▶ WHAT IS ASKED:
In the records below, render every line from the one containing "of the worker" through the last line of the records as a JSON list of strings, one string per line, leaving out blank lines.
==================================================
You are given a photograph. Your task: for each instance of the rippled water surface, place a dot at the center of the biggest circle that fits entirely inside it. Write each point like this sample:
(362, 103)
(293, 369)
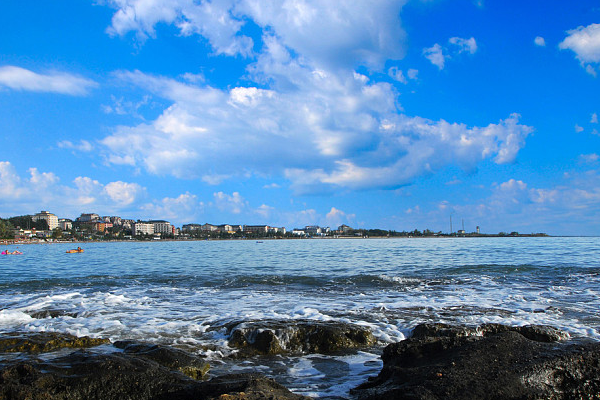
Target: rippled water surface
(183, 293)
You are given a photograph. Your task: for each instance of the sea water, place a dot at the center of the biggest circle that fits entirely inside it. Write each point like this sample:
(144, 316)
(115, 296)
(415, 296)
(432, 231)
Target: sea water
(185, 293)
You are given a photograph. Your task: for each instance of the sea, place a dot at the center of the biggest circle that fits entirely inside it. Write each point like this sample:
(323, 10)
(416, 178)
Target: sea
(185, 293)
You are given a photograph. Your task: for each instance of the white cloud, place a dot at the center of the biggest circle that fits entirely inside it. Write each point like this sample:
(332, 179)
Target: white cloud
(336, 217)
(589, 158)
(215, 179)
(464, 45)
(435, 55)
(17, 78)
(265, 211)
(397, 75)
(19, 195)
(331, 131)
(585, 43)
(182, 209)
(123, 193)
(83, 146)
(332, 33)
(438, 55)
(539, 41)
(233, 203)
(304, 113)
(425, 146)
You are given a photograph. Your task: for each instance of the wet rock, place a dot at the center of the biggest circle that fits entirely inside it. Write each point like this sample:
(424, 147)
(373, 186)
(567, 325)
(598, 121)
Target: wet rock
(85, 376)
(140, 372)
(299, 337)
(189, 364)
(538, 333)
(244, 387)
(488, 362)
(42, 314)
(45, 342)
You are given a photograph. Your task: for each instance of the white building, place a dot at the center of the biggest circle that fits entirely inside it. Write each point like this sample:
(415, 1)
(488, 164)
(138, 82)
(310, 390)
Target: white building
(65, 224)
(163, 227)
(88, 217)
(256, 228)
(143, 228)
(312, 230)
(209, 228)
(50, 218)
(191, 227)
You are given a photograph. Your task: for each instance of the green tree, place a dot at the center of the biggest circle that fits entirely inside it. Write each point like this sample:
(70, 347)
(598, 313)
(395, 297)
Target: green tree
(6, 229)
(57, 233)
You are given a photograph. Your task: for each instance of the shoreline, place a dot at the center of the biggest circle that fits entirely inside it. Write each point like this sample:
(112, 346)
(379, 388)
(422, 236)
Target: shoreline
(11, 242)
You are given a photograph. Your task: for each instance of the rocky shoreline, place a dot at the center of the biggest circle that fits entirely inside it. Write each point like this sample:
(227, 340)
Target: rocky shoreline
(436, 362)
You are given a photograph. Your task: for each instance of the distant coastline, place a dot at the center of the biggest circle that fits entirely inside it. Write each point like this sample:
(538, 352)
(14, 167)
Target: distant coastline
(6, 242)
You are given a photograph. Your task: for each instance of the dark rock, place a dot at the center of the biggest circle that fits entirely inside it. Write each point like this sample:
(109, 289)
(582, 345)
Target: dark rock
(488, 362)
(189, 364)
(87, 376)
(140, 372)
(51, 314)
(299, 337)
(243, 387)
(45, 342)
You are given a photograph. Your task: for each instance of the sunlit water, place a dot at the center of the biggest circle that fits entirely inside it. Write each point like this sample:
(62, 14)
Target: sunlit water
(183, 293)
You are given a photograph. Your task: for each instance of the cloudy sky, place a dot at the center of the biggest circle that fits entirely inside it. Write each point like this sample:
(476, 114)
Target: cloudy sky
(395, 114)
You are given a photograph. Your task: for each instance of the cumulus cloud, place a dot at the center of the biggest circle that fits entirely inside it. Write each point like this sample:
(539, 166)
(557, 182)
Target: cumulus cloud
(82, 146)
(184, 208)
(414, 147)
(435, 55)
(19, 194)
(305, 113)
(438, 55)
(464, 45)
(18, 78)
(336, 217)
(539, 41)
(233, 203)
(334, 131)
(585, 43)
(331, 33)
(123, 193)
(589, 158)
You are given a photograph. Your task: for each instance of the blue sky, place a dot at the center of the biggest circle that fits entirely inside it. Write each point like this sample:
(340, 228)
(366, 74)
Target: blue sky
(388, 114)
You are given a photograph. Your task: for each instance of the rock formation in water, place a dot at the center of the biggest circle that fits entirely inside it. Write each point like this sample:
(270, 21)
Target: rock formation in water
(437, 362)
(489, 362)
(297, 337)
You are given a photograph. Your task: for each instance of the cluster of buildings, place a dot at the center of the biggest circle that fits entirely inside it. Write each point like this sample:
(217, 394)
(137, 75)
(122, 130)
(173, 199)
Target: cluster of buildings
(94, 223)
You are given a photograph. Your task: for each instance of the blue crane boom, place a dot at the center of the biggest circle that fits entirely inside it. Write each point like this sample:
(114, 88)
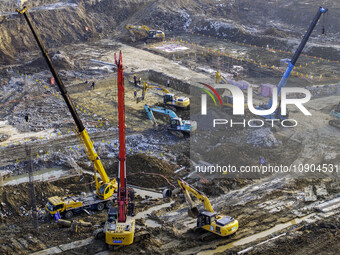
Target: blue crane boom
(291, 64)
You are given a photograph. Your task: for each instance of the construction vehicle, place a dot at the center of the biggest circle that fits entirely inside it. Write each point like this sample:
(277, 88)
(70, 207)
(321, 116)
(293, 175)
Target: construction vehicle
(169, 99)
(71, 205)
(152, 35)
(291, 64)
(207, 219)
(105, 189)
(336, 114)
(119, 229)
(177, 126)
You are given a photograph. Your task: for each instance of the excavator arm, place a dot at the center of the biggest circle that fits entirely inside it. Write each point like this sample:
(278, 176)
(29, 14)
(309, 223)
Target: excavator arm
(105, 184)
(187, 190)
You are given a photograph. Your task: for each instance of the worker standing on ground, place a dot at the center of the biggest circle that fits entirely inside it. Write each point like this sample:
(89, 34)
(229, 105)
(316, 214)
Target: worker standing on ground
(135, 80)
(218, 77)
==================================================
▶ REPLY:
[
  "You are given a photograph. Your task: for each instance of the worker standing on ground, place a dot at the center of the biggest circle that fits entirely inside it. Write each point like this sample:",
  "(89, 34)",
  "(229, 105)",
  "(316, 214)",
  "Target: worker standing on ground",
  "(135, 80)",
  "(218, 77)"
]